**Work task**
List the structural parts of single neurons that the blog post on dendritic computation names as targets for mapping computation.

Michael Hausser – Dendritic computation

Michael Häusser

I am especially excited about this one. The work of Michael Häusser and his lab is quite influential in my PhD. Let’s see how this goes …

It turned out I wasn’t quite able to blog as he talked. One reason was the fact that the talk was really interesting and my brain couldn’t really follow it and write at the same time. Second reason is my loud laptop fan, which was driving everybody else crazy.

So here you have the post-mortem abridged version, full of my subjective views and links to what I am generally thinking of doing during the course of my PhD.

Computation in the single neuron

According to Michael Häusser they are focusing on computation in single neurons. Mapping the computation on different structural parts of single neurons (spines, spine cluster, branchlet, dendritic regions) – what are the computational compartments in neurons.

Let’s take a step back. Our brain takes care of pretty much everything we think and do. To do so, it is constantly computing. How is it doing all this computation? It is widely believed this is mostly achieved by the activities of neurons. We have about 100 billions of them inside our brain. The huge computational power comes from the huge number of those neurons and mostly their connections. So this network of neurons can do all sort of clever computations, as demonstrated by a number of connectionist models. Most of those models simply use neurons as a passive point, which sums up all the inputs from the neurons projecting to it (afferent neurons) and sends the output to the neurons to which it projects (efferent, normally not the same as the afferent ones). Now we know there is more to it.

What the lab of Michael Häusser (and partly my PhD as well) is trying to show is the computation of a single neuron. Throwing away the connections and network effects, you can still find some (be it limited) computations performed. The question is not really weather this happens or not, but how much does it happen, is it robust, is it relevant or can it be neglected, which types of neurons do what (there are many different types) and so on.

Let’s see what they have got going so far …

The work of Tiago Branco et al.

This talk was focusing practically inclusively on the work of post-doc in the lab, namely Tiago Branco [1]:

Using a clever technology called two-photon glutamate uncaging, they find that single dendrites of cortical pyramidal neurons exhibit sensitivity to the sequence of synaptic activation.

This means that they perform several stimulations (mimicking the real synaptic input) on a single neuron on different locations in a short time period and are observing the voltage response in the soma of that neuron. They find that the response is different, if you change the sequence of the stimulation locations. This is most obvious when your sequence stimulation is located on the same dendrite section. To obtain the greatest difference in the response, you can then look at the sequence of stimulus going towards  the soma vs. the sequence of stimulus going away from the soma. Former sequence elicits a greater response then the later.

They do this in the real neurons (in vivo) as well as in simulations. They check this for various neuron types and find it everywhere but in the purkinje cells. They also illustrates this effect is present due to the NMDA receptors. Also they show the difference in this effect in the proximal dendrites (close to the soma) vs. the distal dendrites (away from the soma). The difference suggests that for the inputs in the distal dendrites, the number of inputs is more predominant factor and thus suggests the rate coding, while for proximal distance the timings are more important, thus suggesting the time coding. Check the coding strategies in the brain section.

Where do I fit in?

**Provided data**
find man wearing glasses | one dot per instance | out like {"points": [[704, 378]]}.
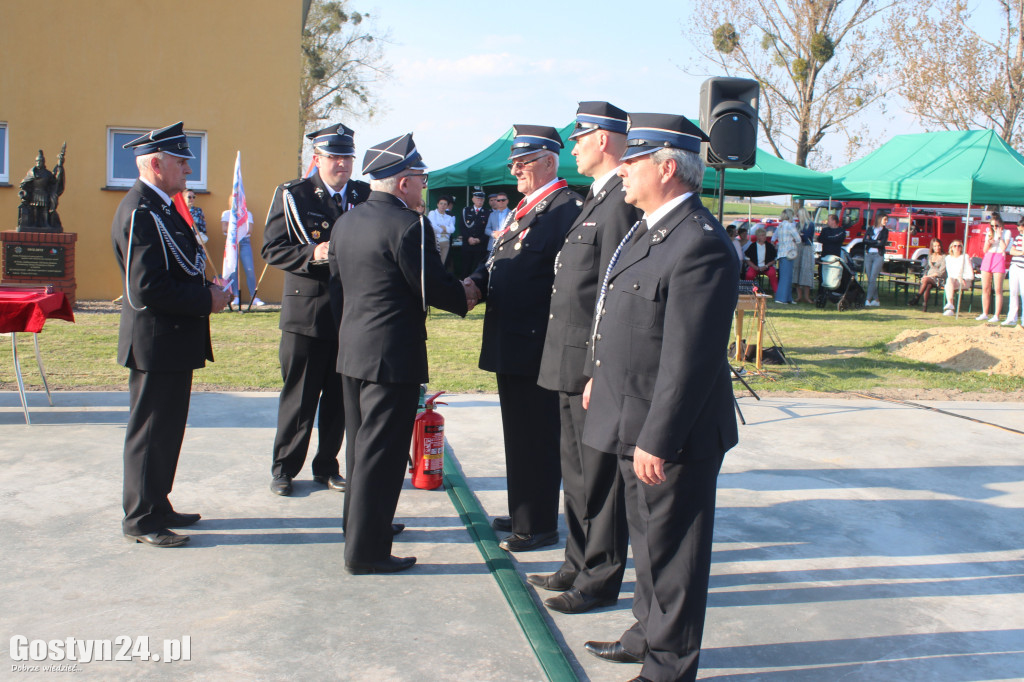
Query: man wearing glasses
{"points": [[516, 284], [595, 514], [386, 261], [296, 240]]}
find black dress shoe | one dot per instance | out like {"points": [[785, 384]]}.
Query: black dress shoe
{"points": [[334, 481], [282, 484], [391, 564], [520, 543], [574, 601], [612, 651], [178, 520], [557, 582], [162, 538]]}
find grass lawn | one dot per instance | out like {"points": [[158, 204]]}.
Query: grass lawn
{"points": [[835, 352]]}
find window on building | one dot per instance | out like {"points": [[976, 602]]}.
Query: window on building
{"points": [[121, 169], [4, 173]]}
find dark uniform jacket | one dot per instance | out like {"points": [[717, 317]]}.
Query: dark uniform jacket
{"points": [[474, 223], [517, 289], [660, 377], [376, 255], [305, 306], [171, 333], [580, 269]]}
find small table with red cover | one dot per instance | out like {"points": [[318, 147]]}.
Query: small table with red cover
{"points": [[27, 309]]}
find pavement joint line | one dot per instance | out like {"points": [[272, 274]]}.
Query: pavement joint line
{"points": [[530, 620]]}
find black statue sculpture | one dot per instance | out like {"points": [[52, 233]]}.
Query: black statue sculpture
{"points": [[40, 190]]}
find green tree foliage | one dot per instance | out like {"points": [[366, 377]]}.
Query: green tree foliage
{"points": [[342, 61], [956, 77], [818, 61]]}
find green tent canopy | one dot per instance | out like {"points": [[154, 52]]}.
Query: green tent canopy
{"points": [[955, 167], [770, 175]]}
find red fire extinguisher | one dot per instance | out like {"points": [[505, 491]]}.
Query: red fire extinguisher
{"points": [[428, 446]]}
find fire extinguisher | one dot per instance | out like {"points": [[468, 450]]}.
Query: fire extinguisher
{"points": [[428, 446]]}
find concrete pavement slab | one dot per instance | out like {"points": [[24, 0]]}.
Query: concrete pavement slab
{"points": [[855, 540]]}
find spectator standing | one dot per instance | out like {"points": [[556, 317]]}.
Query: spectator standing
{"points": [[958, 273], [443, 224], [245, 257], [497, 218], [803, 266], [788, 250], [993, 267], [199, 218], [934, 276], [761, 258], [1016, 281], [875, 248]]}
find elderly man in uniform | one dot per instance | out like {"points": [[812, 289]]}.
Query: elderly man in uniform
{"points": [[474, 235], [296, 240], [165, 331], [386, 260], [595, 512], [662, 395], [516, 284]]}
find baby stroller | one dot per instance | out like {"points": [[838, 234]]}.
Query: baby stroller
{"points": [[839, 285]]}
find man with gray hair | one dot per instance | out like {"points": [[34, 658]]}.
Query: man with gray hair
{"points": [[516, 284], [385, 258], [660, 394], [165, 331]]}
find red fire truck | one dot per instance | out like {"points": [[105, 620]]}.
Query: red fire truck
{"points": [[911, 230]]}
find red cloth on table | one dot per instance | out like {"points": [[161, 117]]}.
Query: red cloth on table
{"points": [[28, 309]]}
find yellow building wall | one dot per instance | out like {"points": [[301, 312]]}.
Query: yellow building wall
{"points": [[73, 69]]}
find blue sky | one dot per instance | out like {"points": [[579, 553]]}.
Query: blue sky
{"points": [[464, 72]]}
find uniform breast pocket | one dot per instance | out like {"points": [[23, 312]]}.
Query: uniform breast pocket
{"points": [[638, 299], [580, 250]]}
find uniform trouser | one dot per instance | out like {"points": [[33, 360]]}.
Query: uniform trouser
{"points": [[529, 423], [307, 366], [671, 528], [380, 419], [159, 410], [872, 266], [595, 508]]}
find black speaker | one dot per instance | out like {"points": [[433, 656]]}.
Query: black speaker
{"points": [[729, 118]]}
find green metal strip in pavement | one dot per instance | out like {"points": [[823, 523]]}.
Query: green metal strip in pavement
{"points": [[549, 654]]}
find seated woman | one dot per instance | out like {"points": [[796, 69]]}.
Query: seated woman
{"points": [[960, 273], [761, 259], [934, 275]]}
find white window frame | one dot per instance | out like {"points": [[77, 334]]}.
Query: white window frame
{"points": [[5, 170], [197, 180]]}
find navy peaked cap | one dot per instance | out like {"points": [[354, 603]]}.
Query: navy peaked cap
{"points": [[593, 116], [170, 140], [338, 140], [527, 139], [392, 157], [649, 132]]}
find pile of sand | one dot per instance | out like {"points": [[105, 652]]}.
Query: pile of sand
{"points": [[986, 348]]}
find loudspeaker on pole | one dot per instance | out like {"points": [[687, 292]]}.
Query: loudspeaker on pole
{"points": [[729, 117]]}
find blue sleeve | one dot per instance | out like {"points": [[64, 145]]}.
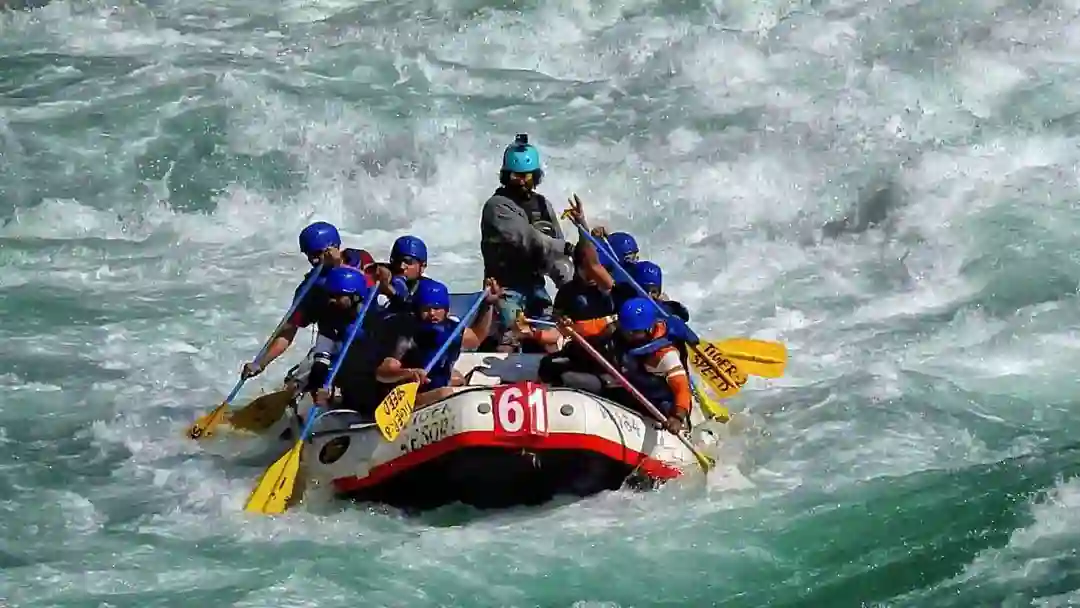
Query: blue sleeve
{"points": [[402, 294]]}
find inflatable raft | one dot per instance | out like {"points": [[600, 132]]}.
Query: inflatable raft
{"points": [[502, 440]]}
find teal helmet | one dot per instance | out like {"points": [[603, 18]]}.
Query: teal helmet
{"points": [[521, 157]]}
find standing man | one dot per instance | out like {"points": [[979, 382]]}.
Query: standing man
{"points": [[522, 243]]}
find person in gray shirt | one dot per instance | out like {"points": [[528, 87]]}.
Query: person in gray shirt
{"points": [[522, 243]]}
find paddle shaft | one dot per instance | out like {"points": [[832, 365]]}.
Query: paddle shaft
{"points": [[457, 332], [568, 332], [630, 281], [296, 304]]}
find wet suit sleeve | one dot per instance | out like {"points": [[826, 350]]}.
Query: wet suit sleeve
{"points": [[306, 313], [593, 327], [666, 363], [504, 219]]}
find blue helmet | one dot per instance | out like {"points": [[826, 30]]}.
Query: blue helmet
{"points": [[431, 294], [622, 244], [318, 237], [345, 281], [409, 246], [521, 157], [647, 274], [637, 314]]}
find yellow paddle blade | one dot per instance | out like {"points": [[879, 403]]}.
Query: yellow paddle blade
{"points": [[719, 373], [262, 413], [758, 357], [205, 426], [275, 486], [710, 406], [394, 413]]}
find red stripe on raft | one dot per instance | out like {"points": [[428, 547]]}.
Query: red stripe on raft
{"points": [[651, 467]]}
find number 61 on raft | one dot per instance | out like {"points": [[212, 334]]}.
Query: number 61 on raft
{"points": [[520, 409]]}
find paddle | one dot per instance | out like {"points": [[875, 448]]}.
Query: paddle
{"points": [[204, 427], [763, 357], [395, 410], [719, 373], [715, 409], [703, 460], [275, 487]]}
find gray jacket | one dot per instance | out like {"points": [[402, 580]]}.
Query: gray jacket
{"points": [[516, 253]]}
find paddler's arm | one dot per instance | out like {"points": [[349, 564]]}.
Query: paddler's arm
{"points": [[591, 266], [391, 370], [481, 327], [665, 362], [593, 327], [505, 219]]}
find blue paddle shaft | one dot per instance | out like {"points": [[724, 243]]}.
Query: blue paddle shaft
{"points": [[313, 413], [296, 304], [457, 332], [630, 280]]}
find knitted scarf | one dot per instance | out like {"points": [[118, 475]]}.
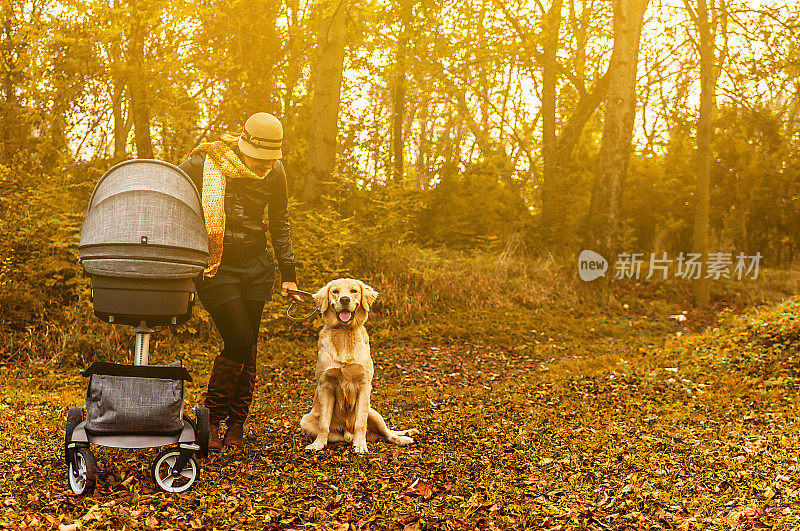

**Answer**
Spines, spine cluster, branchlet, dendritic regions